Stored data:
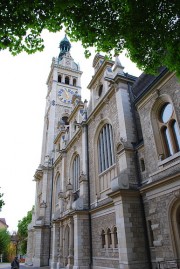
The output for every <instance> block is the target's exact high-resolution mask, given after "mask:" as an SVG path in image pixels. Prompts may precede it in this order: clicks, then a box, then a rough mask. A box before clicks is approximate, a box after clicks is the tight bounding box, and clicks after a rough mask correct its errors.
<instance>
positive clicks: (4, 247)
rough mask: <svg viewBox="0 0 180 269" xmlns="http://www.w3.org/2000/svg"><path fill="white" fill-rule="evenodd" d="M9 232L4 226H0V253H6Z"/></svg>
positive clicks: (4, 254) (8, 238)
mask: <svg viewBox="0 0 180 269" xmlns="http://www.w3.org/2000/svg"><path fill="white" fill-rule="evenodd" d="M9 244H10V234H9V232H8V230H7V229H6V228H0V254H3V255H7V250H8V246H9Z"/></svg>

**To do:**
If an entry holds an image, omit that image and print the remainder exactly as it stands.

**Exercise solution:**
The output for every <instance> block is the target's exact high-resolution mask, given after "mask:" as an SVG path in image pixels. Prompts may precede it in this order: clicks, then a box, then a rough mask. A box before clicks is approximate, a box after clicks is the tight bounding box, and clicks after a rough mask correct its errors.
<instance>
positive clicks: (4, 247)
rough mask: <svg viewBox="0 0 180 269" xmlns="http://www.w3.org/2000/svg"><path fill="white" fill-rule="evenodd" d="M9 232L4 226H0V253H6Z"/></svg>
positive clicks: (4, 254) (8, 238)
mask: <svg viewBox="0 0 180 269" xmlns="http://www.w3.org/2000/svg"><path fill="white" fill-rule="evenodd" d="M9 244H10V234H9V232H8V230H7V229H6V228H0V254H3V255H7V250H8V246H9Z"/></svg>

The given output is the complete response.